* **What is required**
Quote the data below in full, minus the images.

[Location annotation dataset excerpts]
=======

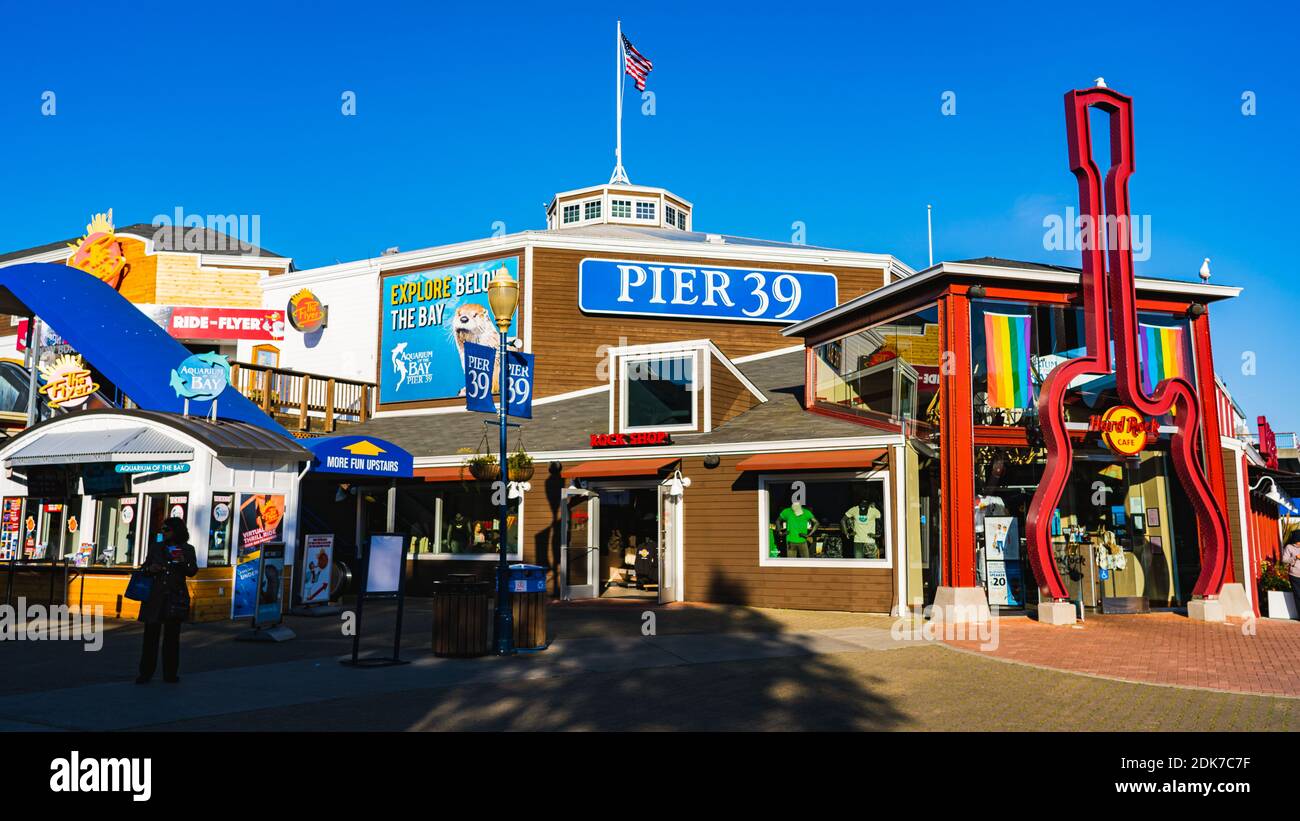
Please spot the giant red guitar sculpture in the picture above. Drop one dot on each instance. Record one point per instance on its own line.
(1110, 316)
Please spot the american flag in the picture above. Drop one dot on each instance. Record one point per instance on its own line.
(635, 64)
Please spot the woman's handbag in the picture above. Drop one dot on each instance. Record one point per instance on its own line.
(139, 587)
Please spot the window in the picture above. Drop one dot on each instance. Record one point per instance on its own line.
(888, 373)
(828, 518)
(659, 391)
(219, 529)
(456, 521)
(115, 531)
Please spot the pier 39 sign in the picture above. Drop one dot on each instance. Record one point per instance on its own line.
(702, 292)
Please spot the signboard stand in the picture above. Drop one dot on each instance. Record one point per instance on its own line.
(312, 546)
(377, 582)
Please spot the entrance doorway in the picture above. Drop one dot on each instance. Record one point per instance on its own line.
(620, 541)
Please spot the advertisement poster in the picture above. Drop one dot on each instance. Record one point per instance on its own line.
(261, 520)
(271, 585)
(427, 318)
(317, 564)
(11, 528)
(219, 529)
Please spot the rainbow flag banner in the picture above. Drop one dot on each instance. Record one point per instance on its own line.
(1161, 355)
(1006, 344)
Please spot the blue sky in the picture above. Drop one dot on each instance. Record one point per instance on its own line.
(830, 116)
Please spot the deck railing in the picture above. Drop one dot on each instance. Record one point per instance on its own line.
(306, 400)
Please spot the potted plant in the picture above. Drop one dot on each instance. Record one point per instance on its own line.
(482, 467)
(1275, 586)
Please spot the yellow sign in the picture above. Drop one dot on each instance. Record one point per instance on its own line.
(99, 253)
(68, 382)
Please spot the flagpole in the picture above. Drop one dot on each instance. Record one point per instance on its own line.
(619, 176)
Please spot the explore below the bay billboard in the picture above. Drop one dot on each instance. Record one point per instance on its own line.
(427, 320)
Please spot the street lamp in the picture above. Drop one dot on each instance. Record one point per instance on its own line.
(503, 296)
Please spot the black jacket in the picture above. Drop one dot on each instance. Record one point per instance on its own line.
(169, 583)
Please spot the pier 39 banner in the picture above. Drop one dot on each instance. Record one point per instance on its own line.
(427, 320)
(703, 292)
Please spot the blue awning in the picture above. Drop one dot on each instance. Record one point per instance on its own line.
(360, 456)
(113, 337)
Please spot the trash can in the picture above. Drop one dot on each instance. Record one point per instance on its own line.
(528, 606)
(462, 621)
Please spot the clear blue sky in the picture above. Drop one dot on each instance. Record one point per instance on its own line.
(765, 116)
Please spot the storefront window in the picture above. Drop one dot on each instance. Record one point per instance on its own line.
(888, 373)
(455, 521)
(659, 391)
(115, 531)
(1014, 346)
(824, 518)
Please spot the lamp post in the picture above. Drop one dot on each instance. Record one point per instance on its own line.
(503, 296)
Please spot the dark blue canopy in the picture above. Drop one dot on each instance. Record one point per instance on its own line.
(113, 337)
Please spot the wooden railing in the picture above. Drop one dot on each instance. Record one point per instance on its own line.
(308, 398)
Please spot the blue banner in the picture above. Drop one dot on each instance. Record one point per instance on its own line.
(427, 320)
(480, 366)
(360, 456)
(703, 292)
(519, 366)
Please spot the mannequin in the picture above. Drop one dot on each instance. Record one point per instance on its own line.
(800, 525)
(861, 526)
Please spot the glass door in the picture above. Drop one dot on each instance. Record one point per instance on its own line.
(579, 525)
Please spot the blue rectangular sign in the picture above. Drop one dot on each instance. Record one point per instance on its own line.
(480, 366)
(703, 291)
(427, 318)
(519, 366)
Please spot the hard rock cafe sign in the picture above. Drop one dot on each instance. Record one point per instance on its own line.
(1125, 430)
(68, 382)
(99, 253)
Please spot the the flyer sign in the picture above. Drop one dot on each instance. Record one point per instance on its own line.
(261, 520)
(519, 370)
(317, 565)
(427, 320)
(480, 368)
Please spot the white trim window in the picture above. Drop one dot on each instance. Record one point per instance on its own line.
(454, 522)
(659, 391)
(824, 520)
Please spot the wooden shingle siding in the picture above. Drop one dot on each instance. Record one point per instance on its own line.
(571, 346)
(722, 552)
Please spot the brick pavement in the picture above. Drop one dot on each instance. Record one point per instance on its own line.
(1164, 648)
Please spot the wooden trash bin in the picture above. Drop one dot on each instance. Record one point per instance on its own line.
(462, 622)
(528, 606)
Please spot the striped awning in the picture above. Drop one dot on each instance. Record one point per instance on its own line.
(100, 446)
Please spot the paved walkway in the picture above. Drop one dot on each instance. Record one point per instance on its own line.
(1164, 648)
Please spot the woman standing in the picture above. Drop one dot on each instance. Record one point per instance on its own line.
(169, 560)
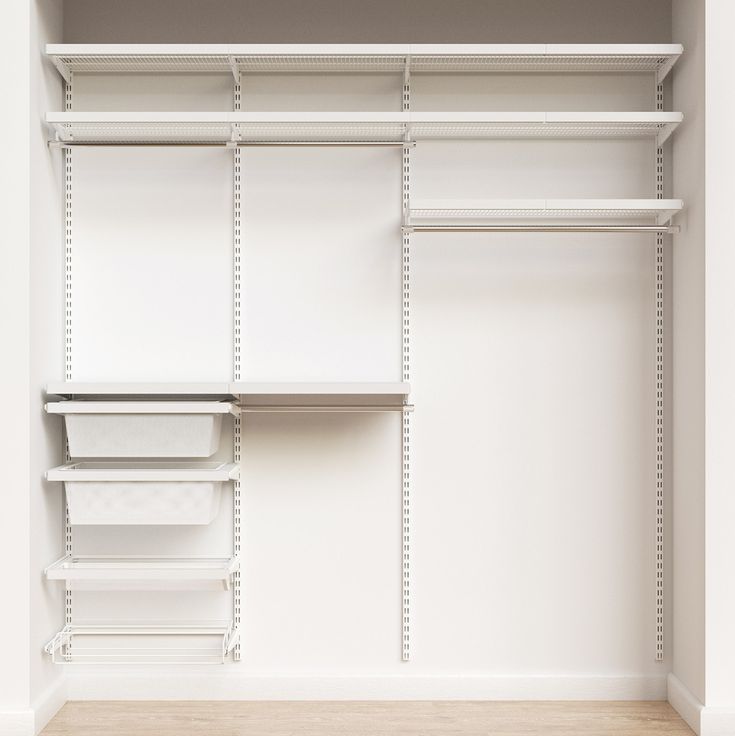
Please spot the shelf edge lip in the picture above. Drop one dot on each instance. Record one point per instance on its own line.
(138, 407)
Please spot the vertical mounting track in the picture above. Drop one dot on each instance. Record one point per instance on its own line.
(406, 372)
(659, 399)
(67, 160)
(237, 366)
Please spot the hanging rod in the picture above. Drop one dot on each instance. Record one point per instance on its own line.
(226, 144)
(661, 229)
(272, 409)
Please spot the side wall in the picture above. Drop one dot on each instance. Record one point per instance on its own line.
(688, 353)
(46, 362)
(15, 715)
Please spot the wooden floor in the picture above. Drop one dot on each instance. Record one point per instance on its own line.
(362, 718)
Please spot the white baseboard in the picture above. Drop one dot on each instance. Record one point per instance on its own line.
(718, 721)
(148, 685)
(48, 704)
(704, 720)
(684, 703)
(17, 722)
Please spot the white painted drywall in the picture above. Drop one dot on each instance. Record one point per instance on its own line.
(688, 355)
(720, 368)
(15, 435)
(532, 372)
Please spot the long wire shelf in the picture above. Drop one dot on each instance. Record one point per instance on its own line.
(155, 642)
(363, 58)
(114, 572)
(233, 129)
(633, 215)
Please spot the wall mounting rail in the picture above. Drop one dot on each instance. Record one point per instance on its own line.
(155, 642)
(404, 128)
(356, 58)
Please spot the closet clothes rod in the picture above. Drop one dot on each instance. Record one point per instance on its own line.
(334, 408)
(656, 229)
(227, 144)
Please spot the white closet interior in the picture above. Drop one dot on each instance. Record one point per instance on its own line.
(323, 304)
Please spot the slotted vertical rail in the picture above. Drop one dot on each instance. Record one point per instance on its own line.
(660, 250)
(237, 368)
(67, 163)
(406, 373)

=======

* **Full response**
Please spot the giant red guitar sculpture in the picture above. Drop one dot on each instance. Record one point per instance on its own line.
(1110, 316)
Please spot the american flag in the picture above. Drop one dot on each instance. Record one point per instance on its own line.
(635, 64)
Please spot the woman's handbag in the picture above. Drop one dot on each instance. Record one point per instance on its own line.
(139, 587)
Please spot the window in the picture above. Drop one dot on each instance. Record one point per instance on its own line.
(888, 373)
(828, 518)
(659, 391)
(219, 529)
(456, 521)
(115, 531)
Please spot the pier 39 sign in the picture above. Drop one dot on each instance. Record one point per instance on its own line.
(702, 292)
Please spot the signboard stand in the picture above. Drop one dot on each instance. Record one point per instance on its own line.
(312, 546)
(377, 582)
Please spot the entrance doorway in the picture above. Drop one dot on each instance. Record one point per instance on its own line.
(620, 541)
Please spot the advertisement poster in the picture above. Drop one dot on each instance. Record one point per instance on its own line.
(261, 520)
(271, 585)
(427, 318)
(317, 564)
(11, 528)
(219, 529)
Please spot the rainbow flag banner in the picture above. Drop one dot on each instance. Record one point per instance on its own line.
(1161, 355)
(1006, 344)
Please spot the blue sky in the picture above. Drop one dot on each instance. Record one point per instance on its own line.
(830, 116)
Please spot the deck railing in the picture above. Drop one dot on each instance. Record one point per instance on its own line.
(306, 400)
Please spot the potted plant in the picture above. Drop one dot on each instance. Record one point per instance on its own line.
(482, 467)
(1275, 586)
Please spot the yellow sign in the picture above. Drop one dot on each instance. Record one point per instance on its own line.
(99, 253)
(68, 382)
Please spot the flagpole in the picture above. Drop one dot on each instance. Record one point per instance on its own line.
(619, 176)
Please spot the explore below the bay billboard in the picture above. Drop one dot on each instance. Record one point per instance on its own line.
(427, 320)
Please spot the street lamp in the picture above. Drop one dot on each instance. Record one point per instance on its own line.
(503, 296)
Please spot the black jacket in the picture above. Drop one dot on each instance. Record one point per instance on its own line.
(169, 583)
Please spot the pier 39 banner in the picture above. Drop one dot on each instance. Record one point per instance on its own line.
(427, 320)
(703, 292)
Please spot the blue awning in the picture above. Drop one dot on each instance. Record one point per instance on its own line.
(360, 456)
(113, 337)
Please spot the trash can in the picture above. Drop one dot on each instance. Record one point per instance on its own line.
(528, 606)
(462, 621)
Please spot the clear blue sky in the picture above. Drop one dot on each instance. Record one point per instance on its own line.
(765, 116)
Please spot the storefront window in the picture above. Drop one dot on each instance. Record one point per instance on its own line.
(888, 373)
(455, 521)
(659, 391)
(115, 531)
(1014, 346)
(824, 518)
Please spot the lamp post in the picture above. Drop one dot on each instance. Record one point per instance on its own line.
(503, 296)
Please spot the dark blue canopy in the picture above. Drop one dot on each instance. Record one point per instance on its own line.
(113, 337)
Please spot the wooden railing in the picture above. Drop one dot on each instance. Record one point per instance on its own line.
(308, 398)
Please spot the blue banner in the picture above. Drop one dot on each instance. Record one point per instance on its own line.
(427, 320)
(480, 366)
(360, 456)
(703, 292)
(519, 366)
Please spot the mannequin in the picture above. Drop one dot on each instance. Record one point per instance on its own line.
(800, 525)
(861, 526)
Please spot the glass door in the picture above. Drop one dot on each instance. Record one point per instance on its own line.
(579, 525)
Please spot the blue rectangular sign in the picture above. Drop one dot on each instance. Record one point per instance on its own line.
(480, 366)
(703, 291)
(427, 318)
(519, 366)
Please spot the hard rock cafe sign in the picture above. Drop one dot on each instance. Record one point per instance on its own line.
(1125, 430)
(68, 382)
(99, 253)
Please spot the the flyer sign in the picture above. Drop one dot on each instance. Record one point per instance on its own line.
(261, 520)
(519, 370)
(317, 565)
(427, 320)
(480, 368)
Please spot the white trim window in the picture above. Drop one dot on each instance. Record one point per instance on its own line.
(454, 522)
(659, 391)
(824, 520)
Please spot the wooden shingle siding in the picture above. Drop one dot on each instance. Record one point per instance on its own line.
(571, 346)
(722, 552)
Please spot the brick pavement in the picture above. Drop one dot on each instance. Record one point per instance on its own line.
(1164, 648)
Please spot the wooden trash bin in the picture above. Drop one dot on each instance. Record one point per instance on its own line.
(462, 622)
(528, 606)
Please spot the striped awning in the picture above. Drop one dot on each instance. Record one point per instance on its own line.
(100, 446)
Please spot the paved walkway in the picture above. Drop one dot on each instance. Record one point per instance on its own line.
(1164, 648)
Please spot the woman standing in the picture above. Drop one dot on each instance. Record one point per instance on its own line.
(169, 560)
Please spot the shelf edge lip in the picture above. Drop one dot on each instance. Record one point per instance on its own line.
(138, 407)
Please spot the vertical mounting track in the picture above. Drop one dot on each instance. Record one point per instance on its own line.
(406, 372)
(659, 399)
(67, 160)
(237, 366)
Please spot the hanging rod in the picture above. Drop one dot on each instance. Record one point per instance on its own line.
(226, 144)
(661, 229)
(272, 409)
Please spot the side wall in the picture above. Drop one dot on each instance. Record one point per instance on its own line.
(688, 353)
(46, 362)
(15, 715)
Please spot the wooden floor in the picture above. Drop one dot on each instance. Record one point per instance on its own line.
(362, 718)
Please spot the white baseboard in the picture above. Drop one dot on each instance. Record one point per instance on its own line.
(718, 721)
(148, 685)
(48, 704)
(704, 720)
(684, 703)
(17, 722)
Please spot the white painted drywall in the picture above. Drop one dot on each instance. Record one point per instance on its own line.
(688, 355)
(720, 368)
(15, 435)
(532, 372)
Please spot the long wire shelf in the picture above. Drop one dot on each instance. Record one point per instance on its own line.
(155, 642)
(363, 58)
(114, 572)
(233, 129)
(633, 215)
Please spot the wall mounting rail in the picture above. Drop one dot on each instance. Record one point per instance on its own line.
(155, 642)
(404, 128)
(356, 58)
Please spot the closet clothes rod in the picture above. Drop one dot on each instance. Record one point per instance on its own line.
(334, 408)
(656, 229)
(227, 144)
Please spot the white closet interior in the picture above. Drop one dot on each instance. Record one point per instance on its own line.
(323, 304)
Please spot the slotted vertical rail in the picture above. Drop one dot on each instance. Record one point per instance on its own line.
(660, 250)
(237, 368)
(67, 163)
(406, 373)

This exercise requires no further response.